- PROBLEMS TO SOLVE
A - In the passage on cyber-physical systems, what is each vehicle connected to in the hybrid network that Ghasemalizadeh et al. propose?
B - Resume the passage on cyber-physical systems, starting after its final sentence.

- EXTRACT PROVIDED
Flow-based CPSs comprise of physical systems that can be modeled as flow networks where physical entities flow along the edges of the network. Such systems are vulnerable to attacks that can potentially have severe health and economic impacts. Securing such systems against attacks is of paramount importance. To equip such systems with cyber-physical security without incurring huge costs, Suresh et al. proposes architecture for cyber-physical security of flow-based CPS-based on mobile sensors in the inherent flow and static beacons residing in the physical system[17].

3) Application Research of CPS-based Transportation: We use CPS-based transportation as application research. The application research of CPS-based transportation is mainly about its modeling and verification,safety control,hybrid cloud-based platform and security control.

Modern vehicles include an extensive amount of discrete logic implemented in software,that is needed to control and safeguard various aspects of a vehicle's operation: braking,steering, occupant safety,etc. So,powerful abstraction techniques is required to build discrete-event models from the underlying continuous or hybrid dynamics of single or multiple vehicles[18].

The modeling and verification of CPS-based transportation help to improve its throughput and safety. For example,drivers can drive more safely. As vehicle systems are becoming increasingly complex, the existing techniques for verification and validation of the discrete logic become insufficient to produce the required performance and reliability. So,extensive on-road vehicle tests are used as current industry standard solution. For such purposes, United States Council for Automotive Research (USCAR) is working towards a standard for wireless communication communication between car to car (C2C) and car to infrastructure (C2I)[19].

Reactive synthesis algorithms from supervisory control theory are adapted to the distributed nature of CPS-based transportation. Since unclear faults or unexpected events occur quite often,for safety reasons,the synthesized discrete logic must always allow the degradation to a fail-safe mode of operation.

To address the problem of unknown road disturbance,Ghasemalizadeh et al. introduces a practical method that utilizes a cloud-based system as well as V2V infrastructure[20]. In the proposed hybrid network, each vehicle is connected to a cloud-based database of road-profiles as well as to its nearby vehicles,and then the often updated road information on the cloud is available to all vehicles. Since the road disturbance is not an unknown data anymore,the simple and fast algorithms can use cheaper equipment with lower computation work.

Over the past few decades,automation has revolutionized transportation,ranging from individual vehicles to traffic networks. In the near future,partially or fully autonomous cars will be commercially available,which make the issue of security control of CPS-based transportation a critical need. The following problems should be solved[21]: How to model the interaction and dynamics of the cyber and physical components; How to analyze its security vulnerabilities with domain specific knowledge; How to utilize the inter-dependencies to enable secure and robust operation and also enable countermeasures to attacks; How to model and use the ``human-in-the-loop'' for transportation security.

- ENTRIES

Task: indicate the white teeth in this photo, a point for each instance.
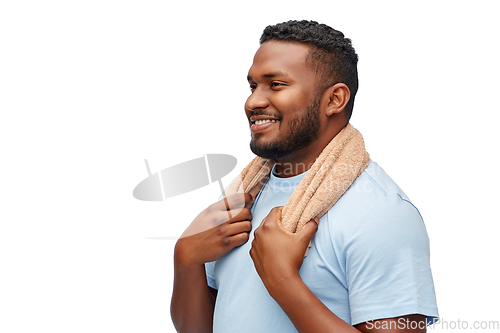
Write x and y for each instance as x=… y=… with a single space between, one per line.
x=260 y=122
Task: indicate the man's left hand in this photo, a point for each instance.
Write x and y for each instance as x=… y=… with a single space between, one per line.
x=278 y=253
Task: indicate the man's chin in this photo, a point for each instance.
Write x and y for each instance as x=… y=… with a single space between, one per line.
x=269 y=151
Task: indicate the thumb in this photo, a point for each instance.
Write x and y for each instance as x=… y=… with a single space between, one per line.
x=309 y=230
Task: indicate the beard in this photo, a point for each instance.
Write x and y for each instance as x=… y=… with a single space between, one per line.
x=304 y=130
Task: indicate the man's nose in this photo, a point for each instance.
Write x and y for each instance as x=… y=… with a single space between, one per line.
x=257 y=100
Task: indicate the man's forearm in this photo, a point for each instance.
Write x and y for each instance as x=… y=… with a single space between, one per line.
x=192 y=304
x=305 y=310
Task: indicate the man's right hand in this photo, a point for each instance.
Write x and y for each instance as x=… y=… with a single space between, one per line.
x=212 y=234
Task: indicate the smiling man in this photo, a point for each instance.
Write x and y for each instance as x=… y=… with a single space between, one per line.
x=240 y=266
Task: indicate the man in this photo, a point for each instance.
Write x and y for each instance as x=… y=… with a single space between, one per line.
x=368 y=265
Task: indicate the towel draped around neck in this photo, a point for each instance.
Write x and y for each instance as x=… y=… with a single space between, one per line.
x=335 y=169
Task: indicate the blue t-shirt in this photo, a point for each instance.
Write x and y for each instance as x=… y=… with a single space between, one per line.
x=369 y=260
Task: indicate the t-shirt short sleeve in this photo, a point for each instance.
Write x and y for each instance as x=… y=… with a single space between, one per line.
x=387 y=264
x=209 y=270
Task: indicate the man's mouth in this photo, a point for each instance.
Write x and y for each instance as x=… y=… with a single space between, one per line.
x=259 y=125
x=260 y=122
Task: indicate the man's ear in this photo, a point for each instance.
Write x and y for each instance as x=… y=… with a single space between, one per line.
x=337 y=97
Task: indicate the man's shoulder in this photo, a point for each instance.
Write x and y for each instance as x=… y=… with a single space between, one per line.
x=373 y=195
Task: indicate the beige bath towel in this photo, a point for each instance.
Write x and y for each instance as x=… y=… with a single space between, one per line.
x=335 y=169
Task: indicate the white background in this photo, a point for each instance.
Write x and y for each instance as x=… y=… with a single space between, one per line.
x=89 y=89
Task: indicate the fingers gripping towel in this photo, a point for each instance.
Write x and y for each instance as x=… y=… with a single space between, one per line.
x=335 y=169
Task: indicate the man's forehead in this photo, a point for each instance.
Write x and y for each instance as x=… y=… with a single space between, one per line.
x=278 y=58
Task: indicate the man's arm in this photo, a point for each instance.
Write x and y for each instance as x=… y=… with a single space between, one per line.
x=209 y=237
x=278 y=255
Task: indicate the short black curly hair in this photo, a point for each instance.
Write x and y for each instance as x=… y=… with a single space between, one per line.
x=332 y=56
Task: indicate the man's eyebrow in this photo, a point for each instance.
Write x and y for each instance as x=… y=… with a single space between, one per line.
x=269 y=75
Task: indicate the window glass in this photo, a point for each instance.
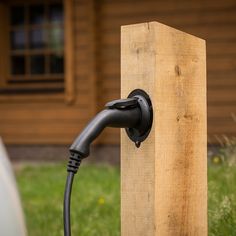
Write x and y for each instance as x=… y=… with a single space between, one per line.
x=56 y=64
x=17 y=15
x=56 y=38
x=56 y=13
x=37 y=38
x=18 y=65
x=37 y=14
x=37 y=64
x=18 y=39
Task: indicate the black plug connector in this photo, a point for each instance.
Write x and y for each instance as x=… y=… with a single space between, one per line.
x=134 y=114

- RESPONSE LIST
A - Each vehicle is connected to a cloud-based database of road profiles and to its nearby vehicles.

B -
In summary,the researchers of CPS are interested in theoretical foundations,design and implementation,as well as real-world applications. As a whole,although some progresses have been made in its modeling,energy and security control,and design approach, CPS is still in the initial development stage.

B. Constraints and Challenges of CPS

In the past,many CPSs have been built and applied. Unfortunately, we are still unable to validate CPSs with enough degree of rigor. Without advances in the modeling,analysis,and verification of CPS components,the flawed and even dangerous CPSs will continue to be used. Our safety and security depends on our ability to make CPS engineering discipline as rigorous as mathematics while making analysis solutions effective enough to reduce its deployment cost. We need to construct the theory and tools required to assure the safety,security,and operational characteristics of CPSs. The main constraints and challenges of CPSs are summarized below[7, 22, 23, 24]:

1) Mathematics and formal models. Lack of adequate mathematics and formal models to specify the behavior imposed by digital controls on analog systems. For example,computing,communication,and physical dynamics of CPS must be abstracted and modeled at different levels of scale,locality,and time granularity.

2) Control of hybrid systems. A new mathematical theory must merge event-based systems with time-based systems for feedback control. This theory also must be suitable for the hierarchies involving asynchronous dynamics at different time scales and geographic scopes.

3) Real-time abstraction. To ensure fault tolerance,scalability and optimization of CPS,the real-time embedded systems abstractions and computational abstractions ask for new resource allocation schemes,new distributed real-time computing and real-time group communication methods. Time and spatial information need to be explicitly captured into programming models. Other physical and logical properties,such as physical laws,safety,or power constraints,resources,robustness,and security characteristics,should be captured in programming abstractions.

4) Robustness. Uncertainty in the environment,security attacks, and errors in physical devices and in wireless communication impose a critical challenge to ensure overall system robustness, security and safety. Unfortunately,it is one of the least understood challenges in CPSs.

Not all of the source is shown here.